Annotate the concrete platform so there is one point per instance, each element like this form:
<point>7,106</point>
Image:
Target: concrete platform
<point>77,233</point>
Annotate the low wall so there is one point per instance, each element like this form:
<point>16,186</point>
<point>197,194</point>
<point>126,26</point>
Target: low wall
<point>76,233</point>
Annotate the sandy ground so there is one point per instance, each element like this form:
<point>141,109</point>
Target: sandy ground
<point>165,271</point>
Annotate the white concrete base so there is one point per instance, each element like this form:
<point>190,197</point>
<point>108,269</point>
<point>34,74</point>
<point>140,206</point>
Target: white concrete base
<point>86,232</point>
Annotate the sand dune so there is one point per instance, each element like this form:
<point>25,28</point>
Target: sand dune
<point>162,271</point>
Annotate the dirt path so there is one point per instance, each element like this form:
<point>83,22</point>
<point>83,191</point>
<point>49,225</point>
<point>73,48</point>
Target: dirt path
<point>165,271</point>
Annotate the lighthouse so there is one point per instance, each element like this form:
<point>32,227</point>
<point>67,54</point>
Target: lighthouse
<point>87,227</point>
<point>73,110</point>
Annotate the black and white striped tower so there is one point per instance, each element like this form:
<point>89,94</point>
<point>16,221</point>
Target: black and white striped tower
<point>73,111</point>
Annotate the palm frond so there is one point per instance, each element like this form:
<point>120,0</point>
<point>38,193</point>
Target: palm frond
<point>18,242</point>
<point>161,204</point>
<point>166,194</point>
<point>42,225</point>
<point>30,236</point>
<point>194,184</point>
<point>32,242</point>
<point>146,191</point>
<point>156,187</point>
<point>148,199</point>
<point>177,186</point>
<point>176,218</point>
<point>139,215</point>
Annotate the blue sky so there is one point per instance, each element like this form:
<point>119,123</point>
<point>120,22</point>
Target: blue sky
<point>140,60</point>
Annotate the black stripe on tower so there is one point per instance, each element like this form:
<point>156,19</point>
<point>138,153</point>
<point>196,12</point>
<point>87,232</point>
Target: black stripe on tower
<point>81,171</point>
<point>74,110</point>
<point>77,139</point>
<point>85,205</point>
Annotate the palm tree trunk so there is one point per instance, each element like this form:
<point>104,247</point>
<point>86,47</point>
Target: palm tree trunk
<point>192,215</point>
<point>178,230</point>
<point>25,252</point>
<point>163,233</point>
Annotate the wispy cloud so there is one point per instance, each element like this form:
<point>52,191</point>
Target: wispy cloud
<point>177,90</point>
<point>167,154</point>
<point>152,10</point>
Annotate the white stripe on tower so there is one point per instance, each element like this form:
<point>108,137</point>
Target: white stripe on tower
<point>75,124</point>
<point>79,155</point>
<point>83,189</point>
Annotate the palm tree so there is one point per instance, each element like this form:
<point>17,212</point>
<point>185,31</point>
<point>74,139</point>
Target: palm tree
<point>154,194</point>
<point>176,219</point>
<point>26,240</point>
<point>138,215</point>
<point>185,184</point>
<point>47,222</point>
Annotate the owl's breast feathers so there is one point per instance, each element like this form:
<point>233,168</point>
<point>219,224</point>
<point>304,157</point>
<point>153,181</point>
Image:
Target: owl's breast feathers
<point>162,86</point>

++++

__WORK TO COMPLETE__. Could you write out the records above again, beginning at their first line and stopping after the line that contains "<point>76,233</point>", keeping the requests and their sample points unchanged but shifting every coordinate in the answer points up by 77?

__EXERCISE RESULT__.
Annotate the concrete platform so there is one point per instance, each element like this form:
<point>7,106</point>
Image:
Target: concrete platform
<point>154,310</point>
Annotate the low wall so there is one point per instance, each element like this form:
<point>16,186</point>
<point>197,194</point>
<point>126,26</point>
Target: low wall
<point>153,310</point>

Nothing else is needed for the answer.